→ **Work required**: Reproduce verbatim the final portion of the material below, from the line containing "[103, 118], one" through its last line, and nothing else.

------------------------------------------------------------------------

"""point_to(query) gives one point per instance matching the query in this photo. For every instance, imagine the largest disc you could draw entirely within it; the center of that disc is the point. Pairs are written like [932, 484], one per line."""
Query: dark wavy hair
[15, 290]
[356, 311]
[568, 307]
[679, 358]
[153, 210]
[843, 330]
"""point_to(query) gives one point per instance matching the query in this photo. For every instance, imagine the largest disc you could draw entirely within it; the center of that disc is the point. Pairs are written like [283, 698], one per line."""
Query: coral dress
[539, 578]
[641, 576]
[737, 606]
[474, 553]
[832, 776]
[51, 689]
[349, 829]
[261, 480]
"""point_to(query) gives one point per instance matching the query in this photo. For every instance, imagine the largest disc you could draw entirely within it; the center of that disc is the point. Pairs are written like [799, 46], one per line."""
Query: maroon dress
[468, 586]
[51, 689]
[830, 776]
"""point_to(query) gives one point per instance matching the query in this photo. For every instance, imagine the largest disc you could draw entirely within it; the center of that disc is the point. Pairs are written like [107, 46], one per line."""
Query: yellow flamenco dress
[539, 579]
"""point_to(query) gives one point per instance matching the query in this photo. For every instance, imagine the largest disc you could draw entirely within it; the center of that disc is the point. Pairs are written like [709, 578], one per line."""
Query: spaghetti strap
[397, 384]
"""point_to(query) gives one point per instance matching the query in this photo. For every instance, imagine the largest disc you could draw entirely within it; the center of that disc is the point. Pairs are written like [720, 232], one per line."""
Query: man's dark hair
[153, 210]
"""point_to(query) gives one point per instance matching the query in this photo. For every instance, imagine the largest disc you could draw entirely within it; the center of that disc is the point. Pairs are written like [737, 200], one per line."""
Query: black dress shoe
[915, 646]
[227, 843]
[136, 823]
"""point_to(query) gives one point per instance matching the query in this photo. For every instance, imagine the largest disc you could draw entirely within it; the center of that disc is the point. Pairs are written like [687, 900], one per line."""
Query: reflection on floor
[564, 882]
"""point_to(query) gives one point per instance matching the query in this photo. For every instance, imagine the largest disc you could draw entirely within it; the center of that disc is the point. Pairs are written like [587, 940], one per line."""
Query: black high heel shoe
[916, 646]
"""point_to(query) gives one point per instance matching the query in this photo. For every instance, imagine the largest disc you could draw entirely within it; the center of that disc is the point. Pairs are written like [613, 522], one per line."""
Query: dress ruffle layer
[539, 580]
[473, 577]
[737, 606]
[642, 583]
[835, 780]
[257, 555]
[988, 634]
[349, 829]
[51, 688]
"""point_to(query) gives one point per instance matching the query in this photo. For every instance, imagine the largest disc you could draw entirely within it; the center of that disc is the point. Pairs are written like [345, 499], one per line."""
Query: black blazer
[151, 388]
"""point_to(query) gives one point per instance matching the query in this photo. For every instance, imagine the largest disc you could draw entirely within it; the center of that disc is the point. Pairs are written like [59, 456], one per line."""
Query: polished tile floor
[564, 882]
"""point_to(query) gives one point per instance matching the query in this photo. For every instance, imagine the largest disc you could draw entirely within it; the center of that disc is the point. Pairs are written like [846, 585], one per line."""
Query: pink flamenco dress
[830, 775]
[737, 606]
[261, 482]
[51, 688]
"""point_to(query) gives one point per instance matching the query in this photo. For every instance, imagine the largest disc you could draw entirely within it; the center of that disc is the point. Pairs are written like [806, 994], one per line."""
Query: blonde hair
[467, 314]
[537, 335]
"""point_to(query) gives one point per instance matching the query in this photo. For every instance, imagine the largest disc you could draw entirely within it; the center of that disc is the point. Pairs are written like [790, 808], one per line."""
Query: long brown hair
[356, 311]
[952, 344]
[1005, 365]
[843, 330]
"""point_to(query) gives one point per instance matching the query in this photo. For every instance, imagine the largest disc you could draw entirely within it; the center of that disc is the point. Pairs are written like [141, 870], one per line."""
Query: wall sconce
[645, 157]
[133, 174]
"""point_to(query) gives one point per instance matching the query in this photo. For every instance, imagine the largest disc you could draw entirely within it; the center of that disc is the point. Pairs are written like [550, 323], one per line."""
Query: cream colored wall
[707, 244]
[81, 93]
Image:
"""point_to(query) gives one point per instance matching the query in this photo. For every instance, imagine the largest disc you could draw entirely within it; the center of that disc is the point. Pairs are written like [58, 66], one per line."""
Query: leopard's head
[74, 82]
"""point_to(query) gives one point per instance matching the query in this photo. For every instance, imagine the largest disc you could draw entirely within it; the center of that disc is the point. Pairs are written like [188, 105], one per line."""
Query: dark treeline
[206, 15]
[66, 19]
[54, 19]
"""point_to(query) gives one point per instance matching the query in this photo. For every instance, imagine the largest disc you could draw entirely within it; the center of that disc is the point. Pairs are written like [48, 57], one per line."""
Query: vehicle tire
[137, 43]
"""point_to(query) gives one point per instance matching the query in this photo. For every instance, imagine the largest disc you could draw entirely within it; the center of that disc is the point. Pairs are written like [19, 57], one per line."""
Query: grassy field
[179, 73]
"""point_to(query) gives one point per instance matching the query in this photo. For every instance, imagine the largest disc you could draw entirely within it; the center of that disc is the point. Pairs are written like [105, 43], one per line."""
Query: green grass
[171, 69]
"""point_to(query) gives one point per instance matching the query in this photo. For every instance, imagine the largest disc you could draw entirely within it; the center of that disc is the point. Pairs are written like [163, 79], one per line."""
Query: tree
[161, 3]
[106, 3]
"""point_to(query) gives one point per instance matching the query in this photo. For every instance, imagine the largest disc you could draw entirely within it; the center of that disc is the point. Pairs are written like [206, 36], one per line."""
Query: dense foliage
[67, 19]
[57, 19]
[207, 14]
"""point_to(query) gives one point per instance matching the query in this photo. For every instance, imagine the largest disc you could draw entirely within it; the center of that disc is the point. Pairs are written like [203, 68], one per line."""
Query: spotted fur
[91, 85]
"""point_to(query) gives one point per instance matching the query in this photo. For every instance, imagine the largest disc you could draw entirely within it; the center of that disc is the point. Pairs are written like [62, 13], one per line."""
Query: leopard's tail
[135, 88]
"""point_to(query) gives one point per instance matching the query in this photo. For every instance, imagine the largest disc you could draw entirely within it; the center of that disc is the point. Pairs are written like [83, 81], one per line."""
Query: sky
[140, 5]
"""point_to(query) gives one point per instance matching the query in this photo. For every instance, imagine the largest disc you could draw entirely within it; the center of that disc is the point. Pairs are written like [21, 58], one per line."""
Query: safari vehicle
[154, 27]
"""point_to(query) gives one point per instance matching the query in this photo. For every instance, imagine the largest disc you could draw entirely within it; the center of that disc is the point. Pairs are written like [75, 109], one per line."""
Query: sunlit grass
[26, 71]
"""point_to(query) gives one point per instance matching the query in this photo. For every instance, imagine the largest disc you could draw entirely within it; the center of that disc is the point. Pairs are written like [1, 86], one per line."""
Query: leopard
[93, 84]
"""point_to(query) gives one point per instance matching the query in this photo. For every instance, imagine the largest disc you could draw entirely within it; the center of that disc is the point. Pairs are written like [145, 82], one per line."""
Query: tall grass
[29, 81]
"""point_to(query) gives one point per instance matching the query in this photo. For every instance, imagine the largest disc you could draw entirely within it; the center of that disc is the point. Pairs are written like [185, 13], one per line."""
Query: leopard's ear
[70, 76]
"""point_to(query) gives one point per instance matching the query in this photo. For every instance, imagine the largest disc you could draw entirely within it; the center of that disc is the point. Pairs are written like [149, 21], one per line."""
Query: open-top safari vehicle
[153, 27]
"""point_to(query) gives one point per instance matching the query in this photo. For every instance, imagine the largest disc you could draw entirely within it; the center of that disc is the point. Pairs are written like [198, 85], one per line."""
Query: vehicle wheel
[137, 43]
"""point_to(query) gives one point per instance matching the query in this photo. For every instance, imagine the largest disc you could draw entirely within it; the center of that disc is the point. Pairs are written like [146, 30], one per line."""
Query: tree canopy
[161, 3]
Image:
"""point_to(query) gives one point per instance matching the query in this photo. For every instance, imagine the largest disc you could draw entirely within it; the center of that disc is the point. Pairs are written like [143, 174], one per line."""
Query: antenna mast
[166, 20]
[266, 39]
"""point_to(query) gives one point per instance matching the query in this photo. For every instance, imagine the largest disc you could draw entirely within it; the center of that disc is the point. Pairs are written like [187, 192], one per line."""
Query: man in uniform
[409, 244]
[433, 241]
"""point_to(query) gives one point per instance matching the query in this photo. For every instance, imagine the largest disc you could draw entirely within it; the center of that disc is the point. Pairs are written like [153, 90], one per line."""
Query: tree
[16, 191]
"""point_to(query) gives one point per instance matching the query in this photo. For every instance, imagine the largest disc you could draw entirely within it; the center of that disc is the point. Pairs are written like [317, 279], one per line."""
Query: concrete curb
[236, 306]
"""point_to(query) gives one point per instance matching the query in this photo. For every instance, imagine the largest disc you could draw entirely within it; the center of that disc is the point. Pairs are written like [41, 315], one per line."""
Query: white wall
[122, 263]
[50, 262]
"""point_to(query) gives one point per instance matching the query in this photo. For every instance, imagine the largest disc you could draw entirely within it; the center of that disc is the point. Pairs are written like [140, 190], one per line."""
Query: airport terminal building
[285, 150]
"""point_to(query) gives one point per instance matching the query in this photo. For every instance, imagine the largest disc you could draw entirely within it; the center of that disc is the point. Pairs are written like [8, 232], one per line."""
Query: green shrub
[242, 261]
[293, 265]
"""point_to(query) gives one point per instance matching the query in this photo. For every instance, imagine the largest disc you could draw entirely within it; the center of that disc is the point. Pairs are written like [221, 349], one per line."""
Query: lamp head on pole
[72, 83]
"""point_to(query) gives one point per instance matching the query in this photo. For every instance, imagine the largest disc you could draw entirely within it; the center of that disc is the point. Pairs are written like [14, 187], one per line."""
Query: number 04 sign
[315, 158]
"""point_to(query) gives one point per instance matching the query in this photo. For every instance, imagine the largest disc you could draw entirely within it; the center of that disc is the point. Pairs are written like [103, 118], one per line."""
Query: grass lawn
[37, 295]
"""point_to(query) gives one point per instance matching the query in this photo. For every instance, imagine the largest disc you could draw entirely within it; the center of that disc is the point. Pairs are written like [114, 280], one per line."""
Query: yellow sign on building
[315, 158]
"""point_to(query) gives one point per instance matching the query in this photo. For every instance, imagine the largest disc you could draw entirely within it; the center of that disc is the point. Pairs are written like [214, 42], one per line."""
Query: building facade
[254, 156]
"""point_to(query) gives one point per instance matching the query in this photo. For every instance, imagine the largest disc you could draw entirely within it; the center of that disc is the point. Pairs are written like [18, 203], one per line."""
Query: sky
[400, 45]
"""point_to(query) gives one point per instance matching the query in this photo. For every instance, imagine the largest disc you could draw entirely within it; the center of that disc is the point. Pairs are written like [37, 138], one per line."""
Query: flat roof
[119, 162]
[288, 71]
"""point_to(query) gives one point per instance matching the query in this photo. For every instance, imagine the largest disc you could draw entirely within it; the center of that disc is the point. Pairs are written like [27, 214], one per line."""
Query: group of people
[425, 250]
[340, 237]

------------------------------------------------------------------------

→ **Response below**:
"""point_to(query) gives one point per instance matching the query in this photo. For every instance, imagine the largest disc you could draw entirely within it; the center of that disc is the point. Pairs are written like [103, 118], one per line."""
Query: grass lawn
[37, 295]
"""point_to(query) gives one point per instance matching the query in this photo. For every instance, imagine the largest disc you could draw entirely within it; the center of that disc is the point. Pairs are written like [114, 280], one per line."""
Query: yellow sign on building
[315, 158]
"""point_to(query) gives one point per instance matching the query in this photo. For every instance, imagine the largest disc you could draw entirely within it; the center of that disc is the point. Pairs are written like [214, 42], one per line."""
Query: building facade
[254, 156]
"""point_to(query) gives one point per instance matching the query in this photo. For every instance, imagine the largest disc you could draw entirely within it; the center of that disc is the point. Pairs are written like [18, 203], one per line."""
Query: sky
[400, 45]
"""point_to(query) gives one point per instance matching the query in this photo. For every instance, imagine the largest disc you could draw entirely within it; the center of that disc is the point. Pairs are written like [37, 138], one per line."""
Query: flat roof
[119, 162]
[288, 71]
"""point_to(query) gives one point per instance matching the query in this photo. For every instance, imagine the largest disc you could draw entirely within it; the center of that disc is the point. Pairs are written like [27, 214], one per line."""
Query: group of people
[425, 250]
[340, 237]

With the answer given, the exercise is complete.